■ Supplied passage ■
====================

A solution for this old computer to install it quickly is to use
anothoer computer for compiling it

after just use the binary package results !

On another gentoo or any  other system else, create a directory,
decompress stage 1 and start an install like you will do on old machine

After, just install all you want on it,

so run a live on old box, prepare computer (partition), just go to
before uncompress stage1, so copy you installation from other computer
on it,
make kernel, lilo/grub so reboot, all done

you can save a lot's of time !

After all install, you want to add something, no prob, just use distcc
and configure it to only use other computer to compile (not localhost
:))

Well, Kde can be really fast, but you have to select package manually
(don't use "kde" portage, it install lot's of think)

just install all you need, one by one, konsole, kwin, konqueror ...
think to clean USE for a minimalist kde install

other desktop that could by good is gnome, but don't really know how to
enlight it

Xfce-4 is really light too, firefox could by a little be long to run
(need some memory ...), with kde you have konqueror but render not
really the same, you have to see

Use correct compilation option: -Os -march=i386 (or i486 .. depend on
exact model of computer)

Gentoo could be adapt to any system I think

For just fast and ultra light install on old computer, I would prefer
Debian Sarge distribution, fast to install, really optimizing for small
system, easy update ... It's another solution

Just to know want if you want to install a gentoo to show to kid how it
work, or just a fast install just to see or it work

so ...

====================

Lines of data:

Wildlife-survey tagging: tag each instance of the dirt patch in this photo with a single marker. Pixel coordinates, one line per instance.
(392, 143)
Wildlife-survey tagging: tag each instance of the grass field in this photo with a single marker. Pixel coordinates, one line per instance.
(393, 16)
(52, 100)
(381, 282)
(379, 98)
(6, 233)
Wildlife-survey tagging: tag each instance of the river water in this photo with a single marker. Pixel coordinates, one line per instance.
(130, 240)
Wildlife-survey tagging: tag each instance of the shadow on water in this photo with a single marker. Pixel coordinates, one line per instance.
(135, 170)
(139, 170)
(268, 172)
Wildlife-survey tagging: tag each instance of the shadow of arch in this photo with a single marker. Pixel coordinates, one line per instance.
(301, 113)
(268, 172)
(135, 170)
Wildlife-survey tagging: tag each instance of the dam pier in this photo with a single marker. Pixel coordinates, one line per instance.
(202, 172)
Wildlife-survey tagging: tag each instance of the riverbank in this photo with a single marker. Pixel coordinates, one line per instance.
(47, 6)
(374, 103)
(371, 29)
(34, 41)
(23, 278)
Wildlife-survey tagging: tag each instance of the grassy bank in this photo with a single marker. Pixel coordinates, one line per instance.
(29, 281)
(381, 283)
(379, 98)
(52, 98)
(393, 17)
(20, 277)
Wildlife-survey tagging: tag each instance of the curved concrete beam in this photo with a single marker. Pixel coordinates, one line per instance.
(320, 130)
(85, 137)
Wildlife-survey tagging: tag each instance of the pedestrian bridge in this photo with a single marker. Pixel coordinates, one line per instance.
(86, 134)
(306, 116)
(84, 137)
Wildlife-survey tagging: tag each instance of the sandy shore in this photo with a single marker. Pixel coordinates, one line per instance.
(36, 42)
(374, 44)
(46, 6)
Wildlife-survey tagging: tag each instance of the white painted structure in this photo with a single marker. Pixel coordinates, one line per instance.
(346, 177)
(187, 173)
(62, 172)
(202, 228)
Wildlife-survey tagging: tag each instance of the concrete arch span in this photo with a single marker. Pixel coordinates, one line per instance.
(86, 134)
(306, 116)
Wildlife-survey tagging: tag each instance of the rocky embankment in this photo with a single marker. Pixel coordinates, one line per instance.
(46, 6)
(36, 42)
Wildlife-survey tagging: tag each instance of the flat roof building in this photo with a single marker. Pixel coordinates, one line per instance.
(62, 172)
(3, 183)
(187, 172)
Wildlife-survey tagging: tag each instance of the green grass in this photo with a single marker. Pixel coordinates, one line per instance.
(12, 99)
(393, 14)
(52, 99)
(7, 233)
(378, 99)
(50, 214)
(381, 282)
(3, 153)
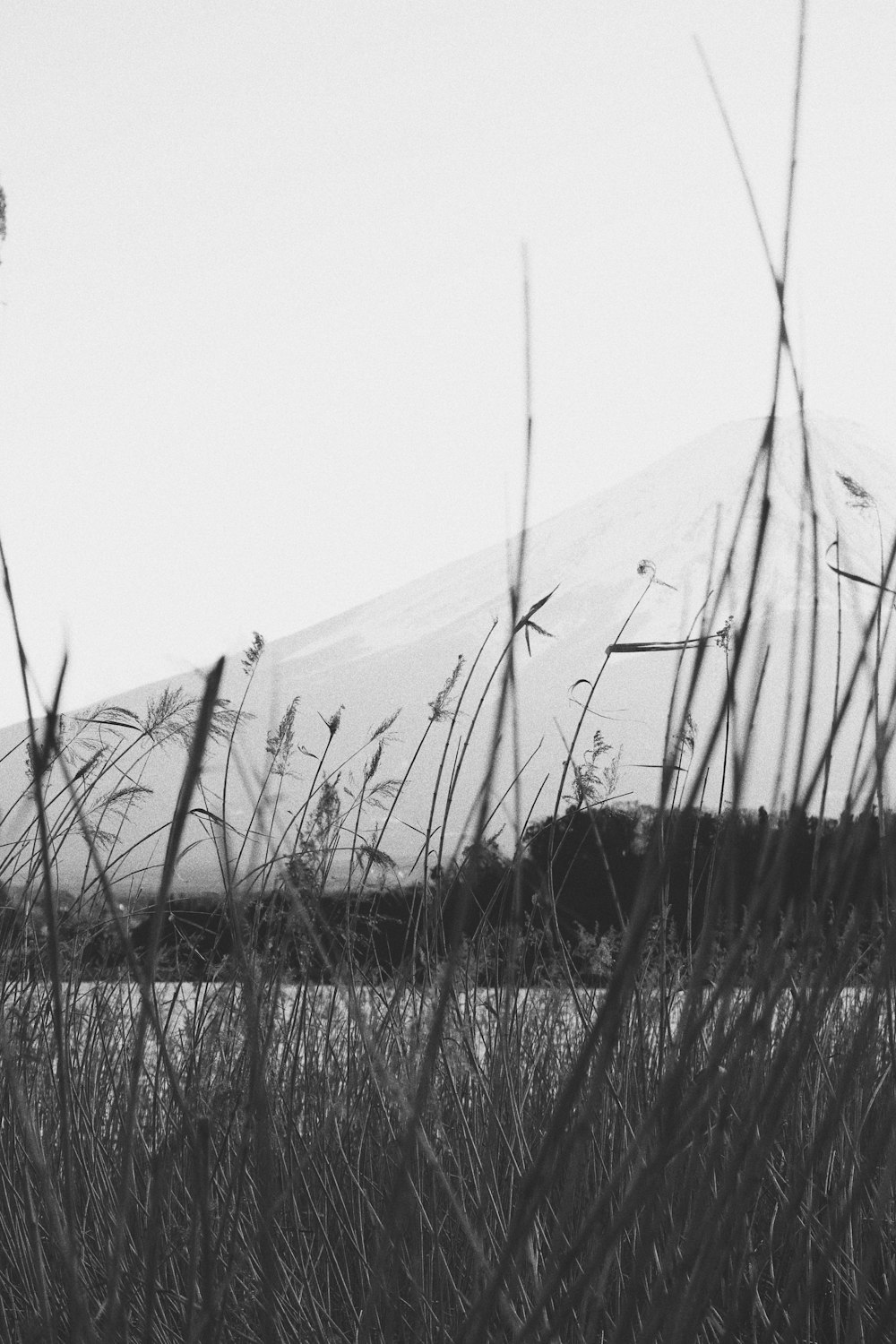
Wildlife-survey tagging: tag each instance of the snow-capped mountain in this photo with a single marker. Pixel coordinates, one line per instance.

====================

■ Exercise directions ■
List every desktop environment named in the passage on installing Gentoo on an old computer.

■ Task solution ■
- KDE (written "Kde")
- GNOME (written "gnome")
- Xfce-4